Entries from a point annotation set
## START

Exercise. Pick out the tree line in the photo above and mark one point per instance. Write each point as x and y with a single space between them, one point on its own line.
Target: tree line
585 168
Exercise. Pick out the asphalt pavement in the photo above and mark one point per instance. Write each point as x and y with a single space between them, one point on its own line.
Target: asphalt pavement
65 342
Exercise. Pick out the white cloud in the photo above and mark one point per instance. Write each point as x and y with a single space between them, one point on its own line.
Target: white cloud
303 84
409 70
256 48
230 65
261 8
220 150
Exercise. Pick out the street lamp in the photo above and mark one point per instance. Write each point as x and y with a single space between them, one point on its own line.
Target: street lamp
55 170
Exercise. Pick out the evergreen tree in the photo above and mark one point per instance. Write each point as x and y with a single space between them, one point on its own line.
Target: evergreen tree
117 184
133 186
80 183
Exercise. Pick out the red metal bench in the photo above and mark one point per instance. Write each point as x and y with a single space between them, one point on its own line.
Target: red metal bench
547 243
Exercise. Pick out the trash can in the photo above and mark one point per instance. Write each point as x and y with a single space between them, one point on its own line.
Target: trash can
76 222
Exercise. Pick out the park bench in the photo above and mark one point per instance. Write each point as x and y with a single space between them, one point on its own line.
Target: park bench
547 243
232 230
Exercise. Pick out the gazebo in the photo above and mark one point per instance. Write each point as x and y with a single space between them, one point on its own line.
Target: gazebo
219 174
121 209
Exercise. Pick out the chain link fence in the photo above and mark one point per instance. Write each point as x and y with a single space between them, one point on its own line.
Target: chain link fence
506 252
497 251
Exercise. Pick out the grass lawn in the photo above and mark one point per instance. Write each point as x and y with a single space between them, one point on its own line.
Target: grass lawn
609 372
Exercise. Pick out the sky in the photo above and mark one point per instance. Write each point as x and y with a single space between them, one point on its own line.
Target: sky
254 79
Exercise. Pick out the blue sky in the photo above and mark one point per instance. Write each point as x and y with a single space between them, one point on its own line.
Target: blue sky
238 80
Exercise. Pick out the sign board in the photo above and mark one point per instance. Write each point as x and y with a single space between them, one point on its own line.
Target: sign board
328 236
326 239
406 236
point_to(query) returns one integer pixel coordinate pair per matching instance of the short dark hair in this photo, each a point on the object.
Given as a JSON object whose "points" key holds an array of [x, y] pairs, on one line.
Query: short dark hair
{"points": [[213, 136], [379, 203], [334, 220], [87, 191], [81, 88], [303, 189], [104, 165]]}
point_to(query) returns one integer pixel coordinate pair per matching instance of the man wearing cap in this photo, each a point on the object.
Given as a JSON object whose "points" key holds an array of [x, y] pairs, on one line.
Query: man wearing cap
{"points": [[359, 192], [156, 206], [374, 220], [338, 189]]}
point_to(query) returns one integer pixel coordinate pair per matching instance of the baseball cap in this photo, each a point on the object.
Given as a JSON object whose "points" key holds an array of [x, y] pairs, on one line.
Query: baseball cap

## END

### To be done
Would you give the material above again, complete and exact?

### Written response
Exercise. Pick out the tree line in the photo above and mark one point per instance. Write each point as x and y with a single space between them, one point on its own line.
Target: tree line
585 168
Exercise. Pick out the asphalt pavement in the photo above and mark one point per instance. Write each point as x and y with a single space between them, one point on its own line.
Target: asphalt pavement
65 342
Exercise. Pick out the white cloud in the photo above and mark one point per instance. Write each point as x and y with a single space between them, one point on its own line.
Target: white cloud
303 84
409 70
256 48
230 65
261 8
220 150
Exercise. Pick out the street lamp in the photo above and mark one point per instance. Write each point as x and y with a single space between them, one point on its own line.
Target: street lamp
55 170
Exercise. Pick out the evergreen tree in the photo above and mark one point per instance. Write each point as x and y with a single space between them, one point on its own line.
Target: evergreen tree
117 184
133 186
80 183
Exercise. Pick out the red metal bench in the photo above and mark one point per instance. Write each point as x and y with a single space between them, one point on its own line.
Target: red metal bench
547 243
Exercise. Pick out the trash can in the photo above and mark one point per instance. Write each point as x and y with a single space between them, one point on its own line.
Target: trash can
76 222
Exercise. Pick out the park bench in the photo above and mark one point per instance. Write each point as x and y with a single space between them, one point on its own line.
Target: park bench
547 243
232 230
Exercise. Pick out the gazebo in the photo above and mark one point per instance. Write each point as x and y with a single space between them, one point on its own line.
Target: gazebo
219 174
121 209
Exercise. Pick out the chain link fence in the photo above and mark one point per instance. Write each point as x and y with a single space between them, one point on its own line.
Target: chain link fence
506 252
497 251
Exercise. Pick out the grass lawn in the photo above and mark one point per instance. Write each point as x and y with a single space between them, one point on its own line.
Target: grass lawn
609 372
Exercise. Pick out the sky in the photo above and mark one point per instance. Write each point as x and y with a single space between them, one point on its own line.
Target: sky
254 79
Exercise. Pick out the blue sky in the photo above and mark one point per instance. Write each point as x and y with a single space between them, one point on its own line.
Target: blue sky
238 80
Exercise. Pick out the sign board in the photo above and mark one point per instance. Write each point as x and y with a single space between them, one point on its own line.
Target: sign board
328 236
326 239
406 236
point_to(query) returns one integer pixel coordinate pair per matching instance of the short dark hair in this photo, each a point on the object.
Given as a JSON object whose "points" key holds an array of [x, y] pairs, on one line.
Query: short dark hair
{"points": [[213, 136], [379, 203], [334, 220], [87, 191], [81, 88], [303, 189], [104, 165]]}
point_to(query) returns one integer pixel coordinate pair per matching instance of the man wearing cap in this photo, each a point on the object.
Given as a JSON object whose "points" key holds an array of [x, y] pairs, on one line.
Query: man wearing cap
{"points": [[359, 192], [156, 206], [374, 220], [338, 189]]}
point_to(query) returns one integer pixel coordinate pair per matching instance of the baseball cap in this photo, each a point on the object.
Given as a JSON object whose "points" key holds an array of [x, y] pairs, on one line.
Query: baseball cap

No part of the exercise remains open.